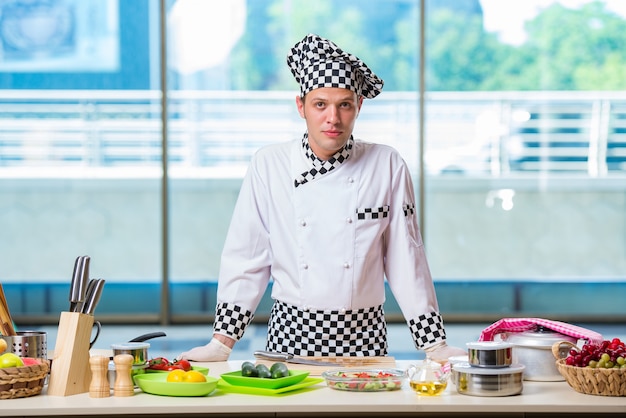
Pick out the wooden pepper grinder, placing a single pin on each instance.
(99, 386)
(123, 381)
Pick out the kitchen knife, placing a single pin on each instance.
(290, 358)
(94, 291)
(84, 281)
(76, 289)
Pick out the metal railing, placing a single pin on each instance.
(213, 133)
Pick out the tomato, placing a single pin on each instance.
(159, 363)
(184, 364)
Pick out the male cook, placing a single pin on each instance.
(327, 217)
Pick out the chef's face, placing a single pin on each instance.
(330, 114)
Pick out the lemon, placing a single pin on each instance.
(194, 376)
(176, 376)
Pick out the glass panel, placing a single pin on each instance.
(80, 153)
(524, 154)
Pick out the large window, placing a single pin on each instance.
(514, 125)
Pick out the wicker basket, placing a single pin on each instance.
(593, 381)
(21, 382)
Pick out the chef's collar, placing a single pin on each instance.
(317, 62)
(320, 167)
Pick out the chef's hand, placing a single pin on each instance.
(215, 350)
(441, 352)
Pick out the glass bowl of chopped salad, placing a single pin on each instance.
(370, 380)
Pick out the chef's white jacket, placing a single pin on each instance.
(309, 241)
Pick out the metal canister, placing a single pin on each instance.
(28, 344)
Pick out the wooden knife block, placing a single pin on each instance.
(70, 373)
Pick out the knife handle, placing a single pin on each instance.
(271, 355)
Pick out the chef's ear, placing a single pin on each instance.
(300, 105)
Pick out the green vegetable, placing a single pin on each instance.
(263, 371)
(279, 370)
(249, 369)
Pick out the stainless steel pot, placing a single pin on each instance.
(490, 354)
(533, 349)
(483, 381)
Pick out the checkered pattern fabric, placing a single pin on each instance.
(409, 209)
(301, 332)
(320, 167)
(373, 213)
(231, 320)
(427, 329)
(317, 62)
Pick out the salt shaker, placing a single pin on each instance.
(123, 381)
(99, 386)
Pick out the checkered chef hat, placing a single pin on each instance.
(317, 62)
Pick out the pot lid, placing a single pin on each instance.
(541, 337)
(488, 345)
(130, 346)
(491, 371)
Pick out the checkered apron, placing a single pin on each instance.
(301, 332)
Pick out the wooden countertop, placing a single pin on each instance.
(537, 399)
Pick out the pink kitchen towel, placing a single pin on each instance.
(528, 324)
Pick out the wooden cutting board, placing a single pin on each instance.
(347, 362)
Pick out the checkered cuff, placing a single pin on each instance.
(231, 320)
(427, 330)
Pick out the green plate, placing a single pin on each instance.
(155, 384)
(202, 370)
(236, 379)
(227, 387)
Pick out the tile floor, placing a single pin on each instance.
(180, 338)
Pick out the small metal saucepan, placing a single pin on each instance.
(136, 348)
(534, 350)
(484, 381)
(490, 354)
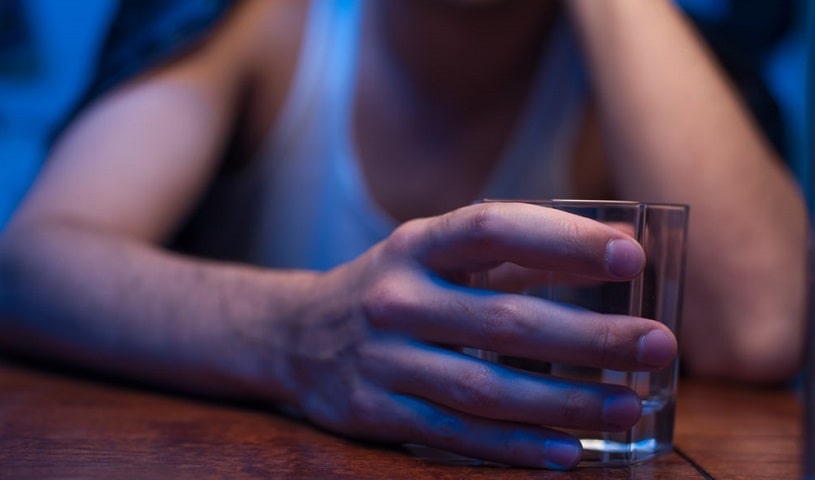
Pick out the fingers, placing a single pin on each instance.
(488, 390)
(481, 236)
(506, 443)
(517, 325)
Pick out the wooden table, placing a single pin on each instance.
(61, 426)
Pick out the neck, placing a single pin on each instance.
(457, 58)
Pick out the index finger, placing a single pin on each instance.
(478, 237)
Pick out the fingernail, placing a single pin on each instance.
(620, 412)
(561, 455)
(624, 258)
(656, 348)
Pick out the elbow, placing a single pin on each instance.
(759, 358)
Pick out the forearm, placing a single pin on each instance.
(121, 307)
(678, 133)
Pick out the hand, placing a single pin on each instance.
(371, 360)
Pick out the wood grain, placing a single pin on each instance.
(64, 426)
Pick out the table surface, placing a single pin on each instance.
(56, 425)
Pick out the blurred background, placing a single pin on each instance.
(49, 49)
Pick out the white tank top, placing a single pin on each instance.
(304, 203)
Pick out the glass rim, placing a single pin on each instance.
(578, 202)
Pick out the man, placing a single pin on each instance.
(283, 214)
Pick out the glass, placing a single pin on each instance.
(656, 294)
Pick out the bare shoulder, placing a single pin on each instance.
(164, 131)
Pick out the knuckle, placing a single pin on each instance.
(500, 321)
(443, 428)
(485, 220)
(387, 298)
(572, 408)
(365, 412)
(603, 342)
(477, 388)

──────

→ **Directions for this task**
Lay out the items from the line with "Pick out the glass, placing" through the last item as a two-column CSV headed instruction and points, one row per item. Put each field in quotation marks and replace line breaks within a field with spaces.

→ **The answer**
instruction,points
"Pick out the glass, placing a single pin on each instance.","(656, 294)"
"Pick out the bare shoulder, placing a single pin on each instance.","(164, 131)"
"Pick out the knuckle, placing a single pin on each instance.","(500, 321) (443, 428) (485, 220) (387, 298) (572, 408) (365, 412) (603, 342) (477, 388)"